** BEGIN RECORDS PROVIDED **

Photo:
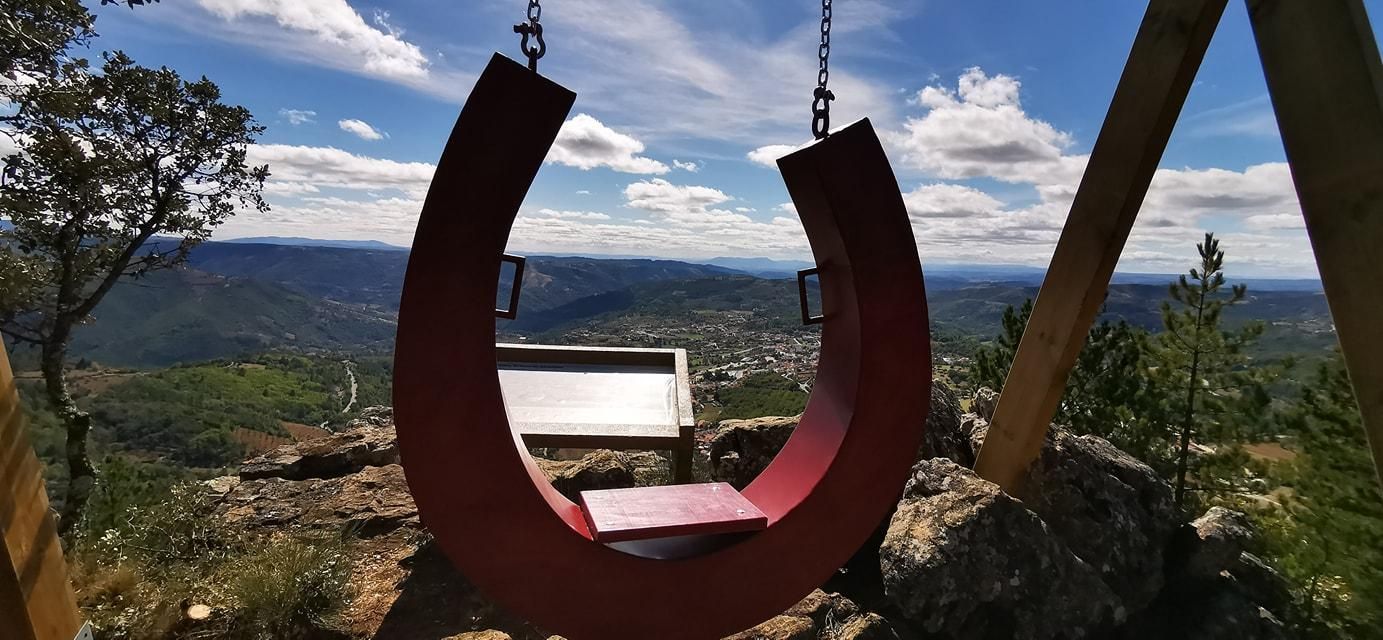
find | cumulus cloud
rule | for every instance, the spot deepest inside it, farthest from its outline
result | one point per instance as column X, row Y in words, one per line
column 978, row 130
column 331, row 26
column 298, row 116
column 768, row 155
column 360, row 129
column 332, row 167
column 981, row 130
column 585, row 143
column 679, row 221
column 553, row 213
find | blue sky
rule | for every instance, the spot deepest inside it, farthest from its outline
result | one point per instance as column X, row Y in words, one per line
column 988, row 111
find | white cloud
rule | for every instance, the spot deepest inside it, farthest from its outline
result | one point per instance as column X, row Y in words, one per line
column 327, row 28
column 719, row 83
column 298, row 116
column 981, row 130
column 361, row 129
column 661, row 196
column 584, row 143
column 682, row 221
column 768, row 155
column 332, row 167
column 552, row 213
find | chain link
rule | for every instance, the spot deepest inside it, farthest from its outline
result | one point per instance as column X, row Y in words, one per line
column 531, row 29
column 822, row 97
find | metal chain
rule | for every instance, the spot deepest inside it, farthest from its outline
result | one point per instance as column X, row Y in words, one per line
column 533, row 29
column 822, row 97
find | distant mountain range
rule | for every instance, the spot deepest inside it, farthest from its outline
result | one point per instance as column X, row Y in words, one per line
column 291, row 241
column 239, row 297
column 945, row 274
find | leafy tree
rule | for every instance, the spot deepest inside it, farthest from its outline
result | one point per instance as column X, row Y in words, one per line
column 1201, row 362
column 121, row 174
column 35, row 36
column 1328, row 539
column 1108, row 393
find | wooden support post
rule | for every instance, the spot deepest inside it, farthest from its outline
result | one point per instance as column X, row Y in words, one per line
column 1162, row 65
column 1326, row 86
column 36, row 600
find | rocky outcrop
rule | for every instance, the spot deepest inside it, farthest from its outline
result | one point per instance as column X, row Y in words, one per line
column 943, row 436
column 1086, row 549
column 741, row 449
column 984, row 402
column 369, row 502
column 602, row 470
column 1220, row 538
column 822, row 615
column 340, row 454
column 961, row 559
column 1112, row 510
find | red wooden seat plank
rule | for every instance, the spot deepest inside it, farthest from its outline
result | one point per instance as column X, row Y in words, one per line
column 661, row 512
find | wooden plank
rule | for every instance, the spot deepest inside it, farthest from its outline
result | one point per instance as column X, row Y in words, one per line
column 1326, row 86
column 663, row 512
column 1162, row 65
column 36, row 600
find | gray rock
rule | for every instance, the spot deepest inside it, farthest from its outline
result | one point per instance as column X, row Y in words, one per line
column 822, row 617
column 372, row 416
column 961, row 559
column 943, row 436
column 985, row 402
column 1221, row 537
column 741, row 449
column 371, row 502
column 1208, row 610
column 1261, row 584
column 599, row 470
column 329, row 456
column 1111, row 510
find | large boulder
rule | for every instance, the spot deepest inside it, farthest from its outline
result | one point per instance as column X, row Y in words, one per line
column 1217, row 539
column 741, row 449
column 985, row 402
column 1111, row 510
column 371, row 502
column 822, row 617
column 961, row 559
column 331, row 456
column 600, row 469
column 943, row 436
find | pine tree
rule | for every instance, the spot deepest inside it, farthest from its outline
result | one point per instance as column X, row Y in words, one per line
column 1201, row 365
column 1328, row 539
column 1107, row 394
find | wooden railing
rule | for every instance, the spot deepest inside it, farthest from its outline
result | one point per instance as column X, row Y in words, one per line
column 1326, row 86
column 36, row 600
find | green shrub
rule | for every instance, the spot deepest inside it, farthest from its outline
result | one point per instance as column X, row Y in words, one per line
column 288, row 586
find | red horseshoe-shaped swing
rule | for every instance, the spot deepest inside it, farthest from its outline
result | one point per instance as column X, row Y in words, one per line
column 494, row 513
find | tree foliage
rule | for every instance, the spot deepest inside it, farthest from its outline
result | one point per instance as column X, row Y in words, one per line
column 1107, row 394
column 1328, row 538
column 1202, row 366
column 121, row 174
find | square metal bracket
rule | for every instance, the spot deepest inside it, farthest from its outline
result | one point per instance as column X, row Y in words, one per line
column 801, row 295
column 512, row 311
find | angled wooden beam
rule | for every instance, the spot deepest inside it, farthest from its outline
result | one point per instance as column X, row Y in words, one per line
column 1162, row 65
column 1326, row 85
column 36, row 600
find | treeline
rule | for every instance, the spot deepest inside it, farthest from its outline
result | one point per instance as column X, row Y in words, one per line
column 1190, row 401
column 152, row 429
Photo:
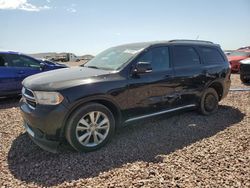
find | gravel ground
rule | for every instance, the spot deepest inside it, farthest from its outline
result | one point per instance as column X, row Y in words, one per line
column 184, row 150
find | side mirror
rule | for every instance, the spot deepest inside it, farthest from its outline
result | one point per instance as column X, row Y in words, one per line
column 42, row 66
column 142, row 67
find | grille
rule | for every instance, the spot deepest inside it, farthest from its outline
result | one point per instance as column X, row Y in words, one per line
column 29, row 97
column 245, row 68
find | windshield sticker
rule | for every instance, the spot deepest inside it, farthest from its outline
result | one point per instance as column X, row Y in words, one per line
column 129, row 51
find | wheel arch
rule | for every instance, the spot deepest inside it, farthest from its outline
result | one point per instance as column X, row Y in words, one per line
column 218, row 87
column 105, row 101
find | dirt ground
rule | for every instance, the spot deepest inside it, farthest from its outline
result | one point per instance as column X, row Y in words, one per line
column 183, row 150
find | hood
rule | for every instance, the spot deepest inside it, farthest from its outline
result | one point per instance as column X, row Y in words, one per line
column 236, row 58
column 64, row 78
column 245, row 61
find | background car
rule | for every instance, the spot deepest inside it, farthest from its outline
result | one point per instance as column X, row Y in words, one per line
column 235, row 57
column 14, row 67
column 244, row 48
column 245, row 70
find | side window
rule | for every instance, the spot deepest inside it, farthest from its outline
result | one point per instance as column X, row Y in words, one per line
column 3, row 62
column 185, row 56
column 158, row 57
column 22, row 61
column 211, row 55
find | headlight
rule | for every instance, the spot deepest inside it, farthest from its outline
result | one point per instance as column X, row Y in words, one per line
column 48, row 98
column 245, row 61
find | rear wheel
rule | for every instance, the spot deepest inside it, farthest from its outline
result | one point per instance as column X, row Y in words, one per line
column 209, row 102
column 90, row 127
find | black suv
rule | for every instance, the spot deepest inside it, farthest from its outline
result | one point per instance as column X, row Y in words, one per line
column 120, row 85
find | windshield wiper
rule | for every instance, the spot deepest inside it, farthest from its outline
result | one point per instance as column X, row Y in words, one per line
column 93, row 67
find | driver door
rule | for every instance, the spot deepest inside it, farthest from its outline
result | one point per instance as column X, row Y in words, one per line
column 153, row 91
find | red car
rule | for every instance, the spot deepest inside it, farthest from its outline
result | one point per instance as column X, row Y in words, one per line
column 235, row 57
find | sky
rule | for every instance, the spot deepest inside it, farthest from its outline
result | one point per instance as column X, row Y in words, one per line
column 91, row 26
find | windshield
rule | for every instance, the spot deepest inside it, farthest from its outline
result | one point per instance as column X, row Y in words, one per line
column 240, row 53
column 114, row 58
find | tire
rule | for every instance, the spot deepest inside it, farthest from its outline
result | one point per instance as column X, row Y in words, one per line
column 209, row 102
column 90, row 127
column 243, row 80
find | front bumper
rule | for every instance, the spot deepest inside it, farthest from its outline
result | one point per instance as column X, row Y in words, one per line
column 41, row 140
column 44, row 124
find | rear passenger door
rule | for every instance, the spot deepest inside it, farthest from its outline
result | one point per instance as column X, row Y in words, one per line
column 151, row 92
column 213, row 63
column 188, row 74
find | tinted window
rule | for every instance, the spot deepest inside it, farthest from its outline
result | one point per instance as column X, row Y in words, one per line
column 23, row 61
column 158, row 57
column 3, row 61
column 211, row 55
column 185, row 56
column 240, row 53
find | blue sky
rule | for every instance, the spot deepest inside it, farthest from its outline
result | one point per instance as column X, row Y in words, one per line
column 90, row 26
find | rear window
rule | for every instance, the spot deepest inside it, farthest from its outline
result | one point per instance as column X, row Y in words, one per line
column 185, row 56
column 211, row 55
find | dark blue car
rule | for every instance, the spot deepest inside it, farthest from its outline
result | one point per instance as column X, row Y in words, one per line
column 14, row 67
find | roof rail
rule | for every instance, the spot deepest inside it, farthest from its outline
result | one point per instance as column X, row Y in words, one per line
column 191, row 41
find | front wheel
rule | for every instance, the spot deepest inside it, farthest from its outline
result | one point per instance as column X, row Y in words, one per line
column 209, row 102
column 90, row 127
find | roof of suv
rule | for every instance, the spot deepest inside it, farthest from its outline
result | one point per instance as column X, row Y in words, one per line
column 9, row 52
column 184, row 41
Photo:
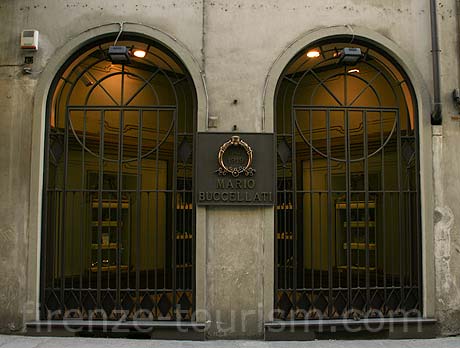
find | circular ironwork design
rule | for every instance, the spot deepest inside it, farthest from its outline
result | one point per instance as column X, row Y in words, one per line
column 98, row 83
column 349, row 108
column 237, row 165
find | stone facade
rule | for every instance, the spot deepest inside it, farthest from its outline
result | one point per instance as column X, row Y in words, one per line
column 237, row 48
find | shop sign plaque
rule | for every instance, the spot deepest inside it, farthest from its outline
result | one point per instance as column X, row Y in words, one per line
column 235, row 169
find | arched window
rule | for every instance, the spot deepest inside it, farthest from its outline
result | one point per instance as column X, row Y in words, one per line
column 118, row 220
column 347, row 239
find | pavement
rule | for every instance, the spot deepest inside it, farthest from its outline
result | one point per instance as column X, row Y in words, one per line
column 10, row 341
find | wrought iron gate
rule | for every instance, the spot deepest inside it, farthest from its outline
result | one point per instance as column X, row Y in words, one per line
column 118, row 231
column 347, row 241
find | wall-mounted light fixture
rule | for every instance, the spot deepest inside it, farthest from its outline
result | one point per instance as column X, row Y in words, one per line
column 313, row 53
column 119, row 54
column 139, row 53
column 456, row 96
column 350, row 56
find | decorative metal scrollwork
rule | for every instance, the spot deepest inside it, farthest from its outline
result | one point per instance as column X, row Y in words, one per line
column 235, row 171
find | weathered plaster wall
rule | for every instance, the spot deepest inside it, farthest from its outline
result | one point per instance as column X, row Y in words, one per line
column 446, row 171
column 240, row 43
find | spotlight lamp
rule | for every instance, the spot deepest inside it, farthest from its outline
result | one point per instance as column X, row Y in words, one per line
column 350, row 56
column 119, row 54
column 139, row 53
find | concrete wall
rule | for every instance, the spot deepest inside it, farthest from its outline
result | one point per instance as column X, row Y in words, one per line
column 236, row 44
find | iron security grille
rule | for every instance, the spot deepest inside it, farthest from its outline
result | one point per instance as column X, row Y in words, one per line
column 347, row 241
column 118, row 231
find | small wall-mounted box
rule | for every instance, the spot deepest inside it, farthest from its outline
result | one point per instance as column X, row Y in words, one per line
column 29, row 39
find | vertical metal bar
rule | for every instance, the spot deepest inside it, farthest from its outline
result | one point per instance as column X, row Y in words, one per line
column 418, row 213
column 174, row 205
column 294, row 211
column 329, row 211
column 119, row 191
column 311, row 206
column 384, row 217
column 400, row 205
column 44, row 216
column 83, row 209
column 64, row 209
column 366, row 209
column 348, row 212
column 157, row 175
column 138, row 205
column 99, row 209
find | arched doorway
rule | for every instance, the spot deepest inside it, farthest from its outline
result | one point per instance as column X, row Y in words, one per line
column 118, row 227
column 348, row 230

** END RECORDS PROVIDED **

GIVEN EXERCISE >> Please copy out verbatim the lines running from the one containing "find | side mirror" up to and including the one containing "column 245, row 68".

FINAL RESULT >>
find | side mirror
rule | for every instance, the spot deepest inside it, farthest from its outline
result | one point per instance as column X, row Y in words, one per line
column 42, row 66
column 142, row 67
find | grille
rule | for every instance, the spot deepest inside it, farthest from its outline
result | one point per instance as column X, row Y in words, one per line
column 29, row 97
column 245, row 68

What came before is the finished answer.